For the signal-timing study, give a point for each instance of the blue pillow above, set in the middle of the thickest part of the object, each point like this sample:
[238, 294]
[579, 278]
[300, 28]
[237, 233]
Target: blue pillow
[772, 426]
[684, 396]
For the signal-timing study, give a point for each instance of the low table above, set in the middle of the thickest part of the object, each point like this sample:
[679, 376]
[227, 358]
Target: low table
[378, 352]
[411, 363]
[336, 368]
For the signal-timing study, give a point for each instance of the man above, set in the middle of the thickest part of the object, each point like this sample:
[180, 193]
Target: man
┄┄┄┄┄┄┄┄┄┄┄┄┄┄┄┄┄┄┄┄
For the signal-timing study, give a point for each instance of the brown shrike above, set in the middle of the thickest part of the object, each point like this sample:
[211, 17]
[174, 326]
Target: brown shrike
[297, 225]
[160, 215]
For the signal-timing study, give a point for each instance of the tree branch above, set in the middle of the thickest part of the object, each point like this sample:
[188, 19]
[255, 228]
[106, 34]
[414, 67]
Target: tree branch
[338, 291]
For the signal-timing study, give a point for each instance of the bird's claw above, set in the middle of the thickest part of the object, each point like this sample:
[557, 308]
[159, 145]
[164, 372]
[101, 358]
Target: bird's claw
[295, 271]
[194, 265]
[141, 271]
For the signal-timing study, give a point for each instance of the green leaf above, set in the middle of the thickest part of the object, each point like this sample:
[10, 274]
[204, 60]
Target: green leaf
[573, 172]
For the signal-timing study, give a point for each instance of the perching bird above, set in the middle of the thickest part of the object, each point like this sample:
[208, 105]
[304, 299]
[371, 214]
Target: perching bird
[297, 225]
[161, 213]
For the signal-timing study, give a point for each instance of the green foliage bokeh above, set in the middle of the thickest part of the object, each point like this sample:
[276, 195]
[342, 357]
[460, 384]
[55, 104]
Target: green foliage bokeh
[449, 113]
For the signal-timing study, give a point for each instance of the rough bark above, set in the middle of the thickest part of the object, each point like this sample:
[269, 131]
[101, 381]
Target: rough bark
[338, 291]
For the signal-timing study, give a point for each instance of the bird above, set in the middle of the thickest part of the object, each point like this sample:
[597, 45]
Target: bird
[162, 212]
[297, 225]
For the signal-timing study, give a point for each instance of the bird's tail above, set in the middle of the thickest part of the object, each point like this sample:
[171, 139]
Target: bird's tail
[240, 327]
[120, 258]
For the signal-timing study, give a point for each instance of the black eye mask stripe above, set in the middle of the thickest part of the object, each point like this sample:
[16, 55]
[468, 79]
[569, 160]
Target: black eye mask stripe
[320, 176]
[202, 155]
┄┄┄┄┄┄┄┄┄┄┄┄┄┄┄┄┄┄┄┄
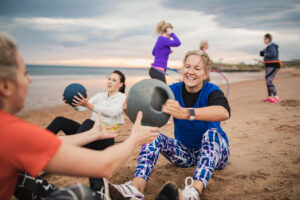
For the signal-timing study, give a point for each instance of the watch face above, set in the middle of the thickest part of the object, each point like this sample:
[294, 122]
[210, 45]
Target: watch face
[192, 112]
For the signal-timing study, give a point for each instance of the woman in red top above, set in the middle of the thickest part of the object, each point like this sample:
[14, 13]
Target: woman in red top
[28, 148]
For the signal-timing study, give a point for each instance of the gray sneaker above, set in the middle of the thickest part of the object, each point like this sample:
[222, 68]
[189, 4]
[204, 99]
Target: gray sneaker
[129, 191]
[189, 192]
┄┄┄┄┄┄┄┄┄┄┄┄┄┄┄┄┄┄┄┄
_Work to be completed_:
How many lines of the records contain the word "woman"? Reply with the number alone.

_Result of the exercise_:
2